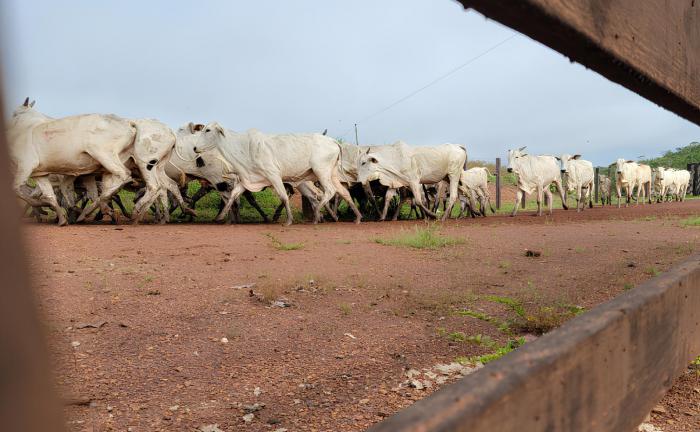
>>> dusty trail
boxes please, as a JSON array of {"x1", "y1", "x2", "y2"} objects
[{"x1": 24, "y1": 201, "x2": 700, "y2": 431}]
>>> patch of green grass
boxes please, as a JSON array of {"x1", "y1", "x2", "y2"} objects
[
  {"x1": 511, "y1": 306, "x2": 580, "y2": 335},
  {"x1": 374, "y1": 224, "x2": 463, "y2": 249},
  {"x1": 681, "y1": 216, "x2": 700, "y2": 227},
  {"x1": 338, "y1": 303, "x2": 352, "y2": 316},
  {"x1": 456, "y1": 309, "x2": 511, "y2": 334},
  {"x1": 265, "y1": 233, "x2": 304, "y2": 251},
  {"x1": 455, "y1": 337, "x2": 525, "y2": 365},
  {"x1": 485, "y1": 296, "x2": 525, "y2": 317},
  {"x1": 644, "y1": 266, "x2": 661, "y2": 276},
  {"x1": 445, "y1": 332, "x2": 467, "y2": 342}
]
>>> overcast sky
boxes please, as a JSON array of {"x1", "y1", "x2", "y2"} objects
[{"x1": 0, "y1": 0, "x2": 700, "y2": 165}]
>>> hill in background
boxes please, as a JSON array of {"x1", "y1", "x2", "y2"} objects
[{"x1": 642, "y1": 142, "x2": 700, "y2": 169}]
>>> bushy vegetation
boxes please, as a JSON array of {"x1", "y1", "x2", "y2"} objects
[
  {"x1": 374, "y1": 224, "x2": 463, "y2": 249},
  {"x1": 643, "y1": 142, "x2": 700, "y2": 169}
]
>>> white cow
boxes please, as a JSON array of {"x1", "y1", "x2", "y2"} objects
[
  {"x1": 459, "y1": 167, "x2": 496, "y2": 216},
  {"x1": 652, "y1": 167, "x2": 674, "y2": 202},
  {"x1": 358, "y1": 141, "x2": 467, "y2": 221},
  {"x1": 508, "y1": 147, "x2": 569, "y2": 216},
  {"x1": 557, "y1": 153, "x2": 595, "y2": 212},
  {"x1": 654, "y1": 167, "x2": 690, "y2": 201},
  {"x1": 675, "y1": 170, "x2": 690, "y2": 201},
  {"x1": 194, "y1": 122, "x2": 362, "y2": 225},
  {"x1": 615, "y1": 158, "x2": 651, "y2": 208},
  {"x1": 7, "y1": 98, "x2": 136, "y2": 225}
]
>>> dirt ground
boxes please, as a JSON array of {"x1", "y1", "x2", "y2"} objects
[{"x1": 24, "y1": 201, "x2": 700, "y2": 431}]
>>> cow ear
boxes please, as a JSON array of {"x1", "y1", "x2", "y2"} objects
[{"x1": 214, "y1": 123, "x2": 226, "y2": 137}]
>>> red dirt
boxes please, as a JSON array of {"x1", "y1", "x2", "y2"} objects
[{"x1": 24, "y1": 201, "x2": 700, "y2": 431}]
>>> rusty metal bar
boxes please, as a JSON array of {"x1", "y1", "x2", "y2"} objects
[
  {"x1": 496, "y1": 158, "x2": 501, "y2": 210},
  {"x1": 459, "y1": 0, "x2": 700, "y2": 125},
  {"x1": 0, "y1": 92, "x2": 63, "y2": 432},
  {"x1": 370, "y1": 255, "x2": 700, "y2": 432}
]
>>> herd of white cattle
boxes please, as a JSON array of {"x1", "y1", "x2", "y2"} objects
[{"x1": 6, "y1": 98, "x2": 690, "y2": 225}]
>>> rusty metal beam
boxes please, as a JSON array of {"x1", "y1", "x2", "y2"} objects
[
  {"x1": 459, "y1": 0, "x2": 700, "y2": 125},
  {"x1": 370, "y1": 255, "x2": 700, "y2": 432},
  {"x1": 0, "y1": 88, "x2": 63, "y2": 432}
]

□ □ □

What you should do >> Copy the data verbatim, starting at the line that contains "of white cattle" and ending at the final line of the data.

Result of the task >>
>>> herd of white cattle
boxes please, as a JSON array of {"x1", "y1", "x2", "y2"} objects
[{"x1": 6, "y1": 98, "x2": 690, "y2": 225}]
>>> rusty metal beam
boxes please, as a JSON array of {"x1", "y1", "x2", "y2"} objects
[
  {"x1": 459, "y1": 0, "x2": 700, "y2": 125},
  {"x1": 370, "y1": 255, "x2": 700, "y2": 432},
  {"x1": 0, "y1": 88, "x2": 63, "y2": 432}
]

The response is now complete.